_YOUR INSTRUCTIONS_. Rewrite the entries from the line containing "TARGET = door handle" through the line containing "(1227, 267)", putting "lorry" wherever "truck" appears and leaving everything else unchanged.

--- Start of TASK MATERIAL ---

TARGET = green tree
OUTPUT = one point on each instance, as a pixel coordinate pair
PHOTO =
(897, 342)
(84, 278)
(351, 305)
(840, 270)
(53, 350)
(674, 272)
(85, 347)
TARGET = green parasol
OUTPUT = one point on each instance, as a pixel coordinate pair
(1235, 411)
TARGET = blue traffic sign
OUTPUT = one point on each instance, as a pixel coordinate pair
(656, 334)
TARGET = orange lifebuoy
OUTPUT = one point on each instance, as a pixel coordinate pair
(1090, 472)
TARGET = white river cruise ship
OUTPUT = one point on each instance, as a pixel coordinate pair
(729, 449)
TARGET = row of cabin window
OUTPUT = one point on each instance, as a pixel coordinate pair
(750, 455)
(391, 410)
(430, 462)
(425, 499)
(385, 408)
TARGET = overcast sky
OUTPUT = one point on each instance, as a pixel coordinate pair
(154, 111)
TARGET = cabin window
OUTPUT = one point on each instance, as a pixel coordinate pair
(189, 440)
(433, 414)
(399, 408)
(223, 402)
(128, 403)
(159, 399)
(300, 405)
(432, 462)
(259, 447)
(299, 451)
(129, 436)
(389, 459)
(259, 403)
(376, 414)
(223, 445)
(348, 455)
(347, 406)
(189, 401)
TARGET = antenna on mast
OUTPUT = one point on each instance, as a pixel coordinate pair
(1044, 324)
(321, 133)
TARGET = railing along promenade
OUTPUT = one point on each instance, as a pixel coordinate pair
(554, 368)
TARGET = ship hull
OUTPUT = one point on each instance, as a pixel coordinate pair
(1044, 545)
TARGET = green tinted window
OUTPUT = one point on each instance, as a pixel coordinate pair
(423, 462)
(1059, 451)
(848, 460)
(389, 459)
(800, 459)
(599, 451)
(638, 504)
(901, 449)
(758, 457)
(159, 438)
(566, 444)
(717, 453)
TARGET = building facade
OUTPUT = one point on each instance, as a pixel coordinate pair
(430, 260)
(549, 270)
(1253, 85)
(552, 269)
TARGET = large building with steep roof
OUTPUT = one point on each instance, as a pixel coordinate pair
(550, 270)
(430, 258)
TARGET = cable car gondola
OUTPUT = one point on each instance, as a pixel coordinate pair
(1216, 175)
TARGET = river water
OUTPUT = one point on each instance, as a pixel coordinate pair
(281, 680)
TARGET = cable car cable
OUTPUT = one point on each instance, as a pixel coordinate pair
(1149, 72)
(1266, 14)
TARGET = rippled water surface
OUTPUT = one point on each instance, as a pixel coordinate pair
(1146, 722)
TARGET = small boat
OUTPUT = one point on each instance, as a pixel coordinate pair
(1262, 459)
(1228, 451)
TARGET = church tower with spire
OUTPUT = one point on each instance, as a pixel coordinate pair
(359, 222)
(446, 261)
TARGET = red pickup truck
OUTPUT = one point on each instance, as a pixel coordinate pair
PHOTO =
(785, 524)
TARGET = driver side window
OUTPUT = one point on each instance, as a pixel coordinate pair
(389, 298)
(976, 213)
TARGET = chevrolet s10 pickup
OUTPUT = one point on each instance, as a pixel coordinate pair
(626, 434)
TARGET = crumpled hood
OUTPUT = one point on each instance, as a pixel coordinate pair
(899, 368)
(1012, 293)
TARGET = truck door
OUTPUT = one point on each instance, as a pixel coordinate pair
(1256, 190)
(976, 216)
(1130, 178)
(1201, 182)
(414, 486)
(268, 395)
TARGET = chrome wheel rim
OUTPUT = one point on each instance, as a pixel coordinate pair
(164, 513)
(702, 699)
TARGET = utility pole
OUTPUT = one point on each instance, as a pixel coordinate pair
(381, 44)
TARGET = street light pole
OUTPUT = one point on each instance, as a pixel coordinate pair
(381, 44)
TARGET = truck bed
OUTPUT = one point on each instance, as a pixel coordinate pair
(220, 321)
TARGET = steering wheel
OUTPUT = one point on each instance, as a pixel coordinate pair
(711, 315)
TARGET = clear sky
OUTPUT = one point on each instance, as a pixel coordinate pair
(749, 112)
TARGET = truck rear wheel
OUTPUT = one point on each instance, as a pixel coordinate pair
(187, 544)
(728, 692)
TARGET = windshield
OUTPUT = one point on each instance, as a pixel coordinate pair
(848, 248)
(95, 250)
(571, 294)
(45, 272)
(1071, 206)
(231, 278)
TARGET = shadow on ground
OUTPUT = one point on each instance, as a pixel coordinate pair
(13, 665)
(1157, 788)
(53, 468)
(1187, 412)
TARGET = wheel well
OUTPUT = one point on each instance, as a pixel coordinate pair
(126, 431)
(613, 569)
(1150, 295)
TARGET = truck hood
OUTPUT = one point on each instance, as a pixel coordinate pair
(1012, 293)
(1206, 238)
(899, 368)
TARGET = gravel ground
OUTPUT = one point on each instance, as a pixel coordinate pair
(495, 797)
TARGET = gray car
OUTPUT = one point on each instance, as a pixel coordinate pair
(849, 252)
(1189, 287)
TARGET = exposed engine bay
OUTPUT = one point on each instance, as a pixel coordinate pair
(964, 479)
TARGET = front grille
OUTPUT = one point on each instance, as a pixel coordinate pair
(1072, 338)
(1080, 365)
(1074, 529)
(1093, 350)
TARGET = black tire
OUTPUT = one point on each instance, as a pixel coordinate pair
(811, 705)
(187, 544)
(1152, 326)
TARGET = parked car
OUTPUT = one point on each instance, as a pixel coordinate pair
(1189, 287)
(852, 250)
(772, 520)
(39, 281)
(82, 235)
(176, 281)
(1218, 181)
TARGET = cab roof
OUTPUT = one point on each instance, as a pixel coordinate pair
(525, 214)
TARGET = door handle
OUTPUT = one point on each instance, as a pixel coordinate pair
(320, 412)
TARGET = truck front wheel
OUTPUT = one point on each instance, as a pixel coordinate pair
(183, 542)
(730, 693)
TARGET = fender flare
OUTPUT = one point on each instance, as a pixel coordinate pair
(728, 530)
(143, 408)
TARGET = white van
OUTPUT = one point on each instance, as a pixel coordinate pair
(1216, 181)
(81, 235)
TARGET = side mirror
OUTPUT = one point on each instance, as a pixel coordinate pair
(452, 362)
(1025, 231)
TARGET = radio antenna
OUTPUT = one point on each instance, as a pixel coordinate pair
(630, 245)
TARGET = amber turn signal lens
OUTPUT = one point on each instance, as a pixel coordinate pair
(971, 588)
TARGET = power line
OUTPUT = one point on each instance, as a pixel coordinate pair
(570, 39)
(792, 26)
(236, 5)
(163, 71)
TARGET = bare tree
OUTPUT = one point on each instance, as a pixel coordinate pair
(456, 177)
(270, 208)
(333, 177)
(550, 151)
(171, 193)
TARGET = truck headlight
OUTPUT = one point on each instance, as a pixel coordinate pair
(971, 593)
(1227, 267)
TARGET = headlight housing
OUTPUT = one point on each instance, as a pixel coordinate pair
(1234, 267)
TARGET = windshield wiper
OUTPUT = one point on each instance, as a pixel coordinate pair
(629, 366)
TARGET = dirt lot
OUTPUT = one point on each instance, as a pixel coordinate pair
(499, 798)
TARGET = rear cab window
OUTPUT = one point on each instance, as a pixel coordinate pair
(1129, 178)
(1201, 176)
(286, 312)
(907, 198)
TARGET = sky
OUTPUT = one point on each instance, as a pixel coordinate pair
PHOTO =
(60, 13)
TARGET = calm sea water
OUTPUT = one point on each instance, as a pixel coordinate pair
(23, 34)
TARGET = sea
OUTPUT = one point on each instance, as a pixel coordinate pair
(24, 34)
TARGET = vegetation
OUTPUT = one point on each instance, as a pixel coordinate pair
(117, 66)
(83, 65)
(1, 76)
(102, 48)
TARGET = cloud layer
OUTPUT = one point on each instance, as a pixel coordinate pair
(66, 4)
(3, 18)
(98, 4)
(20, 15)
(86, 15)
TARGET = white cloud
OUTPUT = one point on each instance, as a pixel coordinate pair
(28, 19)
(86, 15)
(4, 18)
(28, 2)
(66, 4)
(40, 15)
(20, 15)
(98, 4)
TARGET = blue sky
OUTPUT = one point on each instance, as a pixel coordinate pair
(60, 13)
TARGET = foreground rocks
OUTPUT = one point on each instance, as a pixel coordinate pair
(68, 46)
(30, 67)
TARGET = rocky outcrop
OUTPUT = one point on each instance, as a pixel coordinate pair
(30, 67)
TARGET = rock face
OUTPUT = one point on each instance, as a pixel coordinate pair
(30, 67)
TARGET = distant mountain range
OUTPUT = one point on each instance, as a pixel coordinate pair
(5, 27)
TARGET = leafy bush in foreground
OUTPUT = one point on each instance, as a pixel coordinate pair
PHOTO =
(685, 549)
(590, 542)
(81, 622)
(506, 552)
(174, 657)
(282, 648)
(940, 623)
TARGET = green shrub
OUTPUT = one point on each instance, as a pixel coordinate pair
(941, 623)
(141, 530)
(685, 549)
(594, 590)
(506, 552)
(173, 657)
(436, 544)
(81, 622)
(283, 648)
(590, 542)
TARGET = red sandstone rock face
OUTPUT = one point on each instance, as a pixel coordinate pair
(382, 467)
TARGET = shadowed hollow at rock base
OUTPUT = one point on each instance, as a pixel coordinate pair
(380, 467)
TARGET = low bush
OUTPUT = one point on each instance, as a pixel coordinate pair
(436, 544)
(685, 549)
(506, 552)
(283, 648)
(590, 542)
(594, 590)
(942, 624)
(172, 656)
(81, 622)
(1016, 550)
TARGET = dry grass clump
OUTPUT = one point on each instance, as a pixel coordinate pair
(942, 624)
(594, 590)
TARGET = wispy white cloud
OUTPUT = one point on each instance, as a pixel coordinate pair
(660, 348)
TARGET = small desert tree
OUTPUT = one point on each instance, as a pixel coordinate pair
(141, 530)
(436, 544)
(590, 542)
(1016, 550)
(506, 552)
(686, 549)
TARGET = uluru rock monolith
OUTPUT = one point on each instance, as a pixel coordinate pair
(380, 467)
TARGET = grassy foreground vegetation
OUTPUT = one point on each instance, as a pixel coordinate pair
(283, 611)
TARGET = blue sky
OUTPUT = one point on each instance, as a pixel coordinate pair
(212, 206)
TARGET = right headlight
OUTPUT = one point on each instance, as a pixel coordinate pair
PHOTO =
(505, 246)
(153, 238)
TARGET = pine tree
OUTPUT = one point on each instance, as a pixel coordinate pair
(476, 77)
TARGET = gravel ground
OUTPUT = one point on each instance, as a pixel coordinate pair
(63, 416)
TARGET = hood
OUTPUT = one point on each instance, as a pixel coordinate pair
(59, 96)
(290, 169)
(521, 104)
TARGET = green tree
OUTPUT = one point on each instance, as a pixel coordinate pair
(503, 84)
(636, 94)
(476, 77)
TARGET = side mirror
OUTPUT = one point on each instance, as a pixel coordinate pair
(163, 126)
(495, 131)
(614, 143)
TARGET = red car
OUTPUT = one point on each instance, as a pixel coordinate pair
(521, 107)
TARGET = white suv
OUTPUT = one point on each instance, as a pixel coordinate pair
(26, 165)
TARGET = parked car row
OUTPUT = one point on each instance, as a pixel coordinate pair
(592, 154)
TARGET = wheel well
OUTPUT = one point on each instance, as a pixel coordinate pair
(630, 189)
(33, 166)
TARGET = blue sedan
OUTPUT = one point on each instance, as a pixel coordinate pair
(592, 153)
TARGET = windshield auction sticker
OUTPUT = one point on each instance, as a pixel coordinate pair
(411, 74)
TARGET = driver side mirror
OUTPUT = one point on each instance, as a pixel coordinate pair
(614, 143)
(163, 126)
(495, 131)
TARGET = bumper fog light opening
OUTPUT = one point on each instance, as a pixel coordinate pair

--- End of TASK MATERIAL ---

_THE COMPLETED TASK_.
TARGET = door handle
OUTPUT = one point on each instance, as a pixel coordinate pair
(320, 412)
TARGET = lorry front wheel
OUTPUT = one point on each instance, as a pixel coordinate pair
(183, 542)
(730, 693)
TARGET = fender flare
OUTPUT = one point on each instance, as a pixel coordinate pair
(728, 530)
(143, 408)
TARGET = white van
OUTPUT = one point on each instance, as a pixel coordinate pair
(1216, 181)
(81, 235)
TARGET = side mirror
OUTPUT = one point on each instance, as a pixel coordinate pair
(452, 362)
(1025, 231)
TARGET = radio antenna
OUTPUT = one point on each instance, as a pixel coordinate pair
(630, 245)
TARGET = amber turn signal lens
OUTPUT = one point on each instance, as a pixel coordinate pair
(971, 588)
TARGET = power line
OUTPUT = one point on each instance, as a pixel coordinate pair
(570, 39)
(792, 26)
(236, 5)
(163, 71)
TARGET = bare tree
OUTPUT = one point on each instance, as a pixel coordinate pair
(456, 177)
(270, 208)
(333, 177)
(550, 151)
(171, 193)
TARGET = lorry headlight
OUTPUT = one point on each instance, as a pixel coordinate pair
(971, 593)
(1227, 267)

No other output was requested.